# Entries from a pointing dataset
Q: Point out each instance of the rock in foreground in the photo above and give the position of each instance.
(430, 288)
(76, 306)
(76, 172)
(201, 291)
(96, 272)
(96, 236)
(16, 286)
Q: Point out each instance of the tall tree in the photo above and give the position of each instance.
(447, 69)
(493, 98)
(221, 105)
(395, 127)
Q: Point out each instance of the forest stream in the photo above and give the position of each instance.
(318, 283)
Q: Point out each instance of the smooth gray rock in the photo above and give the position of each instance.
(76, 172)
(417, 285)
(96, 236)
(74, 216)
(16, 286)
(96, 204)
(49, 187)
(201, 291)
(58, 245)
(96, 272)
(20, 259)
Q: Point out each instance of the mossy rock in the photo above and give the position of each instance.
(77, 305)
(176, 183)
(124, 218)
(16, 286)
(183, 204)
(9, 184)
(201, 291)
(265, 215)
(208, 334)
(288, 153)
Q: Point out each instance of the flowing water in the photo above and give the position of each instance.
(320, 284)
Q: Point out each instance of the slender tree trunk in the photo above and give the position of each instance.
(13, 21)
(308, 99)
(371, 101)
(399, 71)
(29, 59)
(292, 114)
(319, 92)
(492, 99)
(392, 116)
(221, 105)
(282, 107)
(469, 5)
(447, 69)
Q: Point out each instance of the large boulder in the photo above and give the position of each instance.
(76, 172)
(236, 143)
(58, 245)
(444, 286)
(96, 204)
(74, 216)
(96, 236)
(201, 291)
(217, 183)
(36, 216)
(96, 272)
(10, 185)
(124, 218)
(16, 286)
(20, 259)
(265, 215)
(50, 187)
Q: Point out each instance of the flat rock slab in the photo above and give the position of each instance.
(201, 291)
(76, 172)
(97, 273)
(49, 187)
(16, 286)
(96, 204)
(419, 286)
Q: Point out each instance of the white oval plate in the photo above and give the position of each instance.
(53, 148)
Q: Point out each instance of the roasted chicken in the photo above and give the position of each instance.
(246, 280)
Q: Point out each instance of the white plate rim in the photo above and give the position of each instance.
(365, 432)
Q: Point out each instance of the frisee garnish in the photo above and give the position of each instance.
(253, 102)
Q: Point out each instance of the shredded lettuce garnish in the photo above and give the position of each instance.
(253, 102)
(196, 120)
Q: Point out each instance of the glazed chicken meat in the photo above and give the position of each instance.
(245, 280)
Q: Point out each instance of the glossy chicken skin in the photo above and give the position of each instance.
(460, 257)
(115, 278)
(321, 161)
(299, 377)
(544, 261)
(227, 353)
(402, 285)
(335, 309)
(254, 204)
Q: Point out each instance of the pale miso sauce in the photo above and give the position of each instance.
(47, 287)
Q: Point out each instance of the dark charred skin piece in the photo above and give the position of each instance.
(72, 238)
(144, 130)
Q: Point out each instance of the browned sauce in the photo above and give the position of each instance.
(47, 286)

# What you should do
Copy exactly the lines from the one containing "Q: Point out each instance of the roasted" through the last line of the records, both included, and nothing else.

# The output
Q: Point out each instance of the roasted chicken in the photo above and give the position of each instance.
(246, 280)
Q: Point out each instance of the white plate rim in the photo above and give the position of each instance.
(365, 432)
Q: Point out each instance of the frisee garnish in the photo above and give the position of each instance.
(253, 102)
Q: Point out each instance of the shredded lettuce garnish in the photo above and give the position of each instance.
(253, 102)
(196, 120)
Q: Point out each instance of the glazed chicken meat in the photo above and give the position of each instance.
(245, 280)
Q: Point out each instance of the glossy chicken skin in the photo above and give the position of each instance.
(460, 257)
(115, 278)
(321, 161)
(299, 377)
(544, 261)
(227, 353)
(402, 285)
(335, 309)
(254, 204)
Q: Point out each instance of the pale miso sauce in the photo above and give the position of each instance.
(47, 287)
Q: Point out each instance of the dark charred skin piece in the photo above and give the position of each instance.
(72, 238)
(144, 130)
Q: Point out each instance of the browned sauce in the photo above and give the position of each instance.
(47, 286)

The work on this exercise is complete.